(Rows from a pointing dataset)
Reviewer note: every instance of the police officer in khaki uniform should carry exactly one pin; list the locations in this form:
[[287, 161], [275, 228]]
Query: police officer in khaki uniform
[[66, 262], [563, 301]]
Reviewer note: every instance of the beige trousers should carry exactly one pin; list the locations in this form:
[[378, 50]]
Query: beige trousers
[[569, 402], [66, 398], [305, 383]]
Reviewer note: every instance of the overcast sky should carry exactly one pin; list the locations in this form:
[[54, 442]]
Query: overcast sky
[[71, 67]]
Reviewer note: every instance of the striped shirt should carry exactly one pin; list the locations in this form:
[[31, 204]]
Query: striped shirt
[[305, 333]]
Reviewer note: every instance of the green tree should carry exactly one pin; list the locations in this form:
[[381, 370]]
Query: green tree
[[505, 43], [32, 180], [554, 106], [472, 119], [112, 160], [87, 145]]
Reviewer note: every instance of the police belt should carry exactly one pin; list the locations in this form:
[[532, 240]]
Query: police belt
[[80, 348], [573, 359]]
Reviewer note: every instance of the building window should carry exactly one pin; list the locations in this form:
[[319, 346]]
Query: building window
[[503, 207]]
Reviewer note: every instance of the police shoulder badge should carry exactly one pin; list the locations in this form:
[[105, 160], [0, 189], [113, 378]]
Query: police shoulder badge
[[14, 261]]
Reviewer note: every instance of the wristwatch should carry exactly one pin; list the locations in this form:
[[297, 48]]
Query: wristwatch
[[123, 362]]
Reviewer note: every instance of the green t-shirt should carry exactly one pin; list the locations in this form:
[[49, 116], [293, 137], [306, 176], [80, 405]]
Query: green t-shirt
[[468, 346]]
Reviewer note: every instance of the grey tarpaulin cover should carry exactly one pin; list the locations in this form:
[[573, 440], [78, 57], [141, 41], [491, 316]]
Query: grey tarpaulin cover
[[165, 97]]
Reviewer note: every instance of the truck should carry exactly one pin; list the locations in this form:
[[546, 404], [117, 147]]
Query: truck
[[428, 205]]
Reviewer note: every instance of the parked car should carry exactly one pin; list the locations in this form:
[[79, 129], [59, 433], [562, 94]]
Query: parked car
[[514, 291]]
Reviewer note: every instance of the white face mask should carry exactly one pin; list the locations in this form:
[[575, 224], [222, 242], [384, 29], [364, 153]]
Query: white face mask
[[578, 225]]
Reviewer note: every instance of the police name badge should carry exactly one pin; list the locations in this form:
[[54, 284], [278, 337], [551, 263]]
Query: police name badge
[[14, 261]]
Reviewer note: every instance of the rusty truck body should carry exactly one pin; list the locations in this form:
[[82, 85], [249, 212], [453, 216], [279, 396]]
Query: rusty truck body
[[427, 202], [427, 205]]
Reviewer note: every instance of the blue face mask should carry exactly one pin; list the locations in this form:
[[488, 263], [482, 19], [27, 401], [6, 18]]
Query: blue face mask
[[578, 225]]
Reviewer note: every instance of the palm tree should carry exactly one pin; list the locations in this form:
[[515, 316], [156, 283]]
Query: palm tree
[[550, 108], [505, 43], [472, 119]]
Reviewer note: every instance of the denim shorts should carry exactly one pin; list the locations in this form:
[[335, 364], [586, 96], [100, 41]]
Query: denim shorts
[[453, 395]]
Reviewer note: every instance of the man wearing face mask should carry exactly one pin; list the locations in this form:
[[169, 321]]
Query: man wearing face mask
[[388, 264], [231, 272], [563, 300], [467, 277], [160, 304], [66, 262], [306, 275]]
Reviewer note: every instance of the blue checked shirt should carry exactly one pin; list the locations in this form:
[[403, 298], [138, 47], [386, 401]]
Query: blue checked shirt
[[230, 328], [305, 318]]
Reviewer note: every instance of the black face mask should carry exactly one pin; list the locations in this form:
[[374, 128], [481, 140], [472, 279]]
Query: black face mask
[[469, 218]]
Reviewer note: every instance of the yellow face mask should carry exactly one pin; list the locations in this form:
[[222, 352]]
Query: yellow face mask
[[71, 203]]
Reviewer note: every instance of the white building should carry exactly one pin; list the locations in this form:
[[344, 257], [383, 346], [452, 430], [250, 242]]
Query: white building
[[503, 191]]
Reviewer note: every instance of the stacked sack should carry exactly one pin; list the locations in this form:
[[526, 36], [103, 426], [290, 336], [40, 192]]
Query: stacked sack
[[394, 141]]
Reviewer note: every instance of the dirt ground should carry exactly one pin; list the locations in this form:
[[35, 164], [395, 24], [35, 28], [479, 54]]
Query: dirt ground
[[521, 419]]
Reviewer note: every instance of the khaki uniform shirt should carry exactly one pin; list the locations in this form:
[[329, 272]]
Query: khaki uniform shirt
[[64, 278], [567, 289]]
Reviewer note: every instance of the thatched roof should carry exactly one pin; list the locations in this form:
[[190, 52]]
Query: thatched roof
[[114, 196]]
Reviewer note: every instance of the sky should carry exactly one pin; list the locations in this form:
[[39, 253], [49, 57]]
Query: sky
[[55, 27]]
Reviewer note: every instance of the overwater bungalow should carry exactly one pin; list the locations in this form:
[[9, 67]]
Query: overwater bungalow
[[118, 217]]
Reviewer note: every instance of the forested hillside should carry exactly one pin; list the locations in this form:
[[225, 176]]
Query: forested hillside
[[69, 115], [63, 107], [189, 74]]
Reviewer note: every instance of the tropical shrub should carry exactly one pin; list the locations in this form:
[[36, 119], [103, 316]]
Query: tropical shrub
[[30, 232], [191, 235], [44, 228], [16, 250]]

| Set problem |
Turn everything in the material from the line containing "Reviewer note: every instance of the white face" down to the line containing "[[503, 191]]" into a numbered list, one entry per line and no blank lines.

| Answer to this task |
1. Reviewer note: every instance of the white face mask should carry exactly one pin; list the locations in this form:
2. [[575, 224], [222, 242], [384, 29], [364, 153]]
3. Query: white face mask
4. [[578, 225]]
5. Reviewer note: every instance of the police name badge should carry exactly one pin; list the locations in this form:
6. [[54, 284], [278, 337], [551, 263]]
7. Query: police name badge
8. [[14, 261]]
9. Reviewer note: every instance of the rusty truck body should carry exactly one pin; list the locations in this form:
10. [[82, 85], [249, 212], [453, 216], [279, 396]]
11. Query: rusty truck body
12. [[427, 202], [427, 205]]
13. Reviewer note: every instance of the blue face mask should carry exactly one pin; list the locations in this form:
14. [[488, 263], [482, 19], [27, 401], [6, 18]]
15. Query: blue face mask
16. [[578, 225]]
17. Reviewer note: every instance of the palm tree should carry exactly one pin; list the locations in this form:
18. [[515, 316], [156, 283]]
19. Query: palm tree
20. [[550, 108], [505, 43], [472, 119]]
21. Reviewer note: every instance of the denim shorts should carry exactly one pin; list the locations in this form:
22. [[335, 364], [586, 96], [100, 41]]
23. Query: denim shorts
24. [[453, 395]]
25. Reviewer note: every instance of the man wearing face mask should carry exactly one pin; list the locations in this form:
26. [[169, 321]]
27. Query: man wearing face mask
28. [[388, 264], [231, 272], [563, 300], [467, 277], [160, 304], [66, 262], [306, 275]]
29. Reviewer note: every instance of the blue checked shirt should carry exactly one pin; list the locations in this form:
30. [[403, 298], [138, 47], [386, 401]]
31. Query: blue checked shirt
32. [[230, 328], [305, 318]]
33. Reviewer note: every instance of the black face mask should carry exactly one pin; list the locations in this form:
34. [[374, 128], [481, 140], [472, 279]]
35. Query: black face mask
36. [[469, 218]]
37. Reviewer note: every instance of the yellow face mask should carry exactly one pin; list the locations in this form:
38. [[222, 352]]
39. Query: yellow face mask
40. [[71, 203]]
41. Reviewer note: every instance of the white building should carry exactly one pin; list the locations in this form:
42. [[344, 257], [383, 346], [452, 430], [250, 242]]
43. Query: white building
44. [[503, 191]]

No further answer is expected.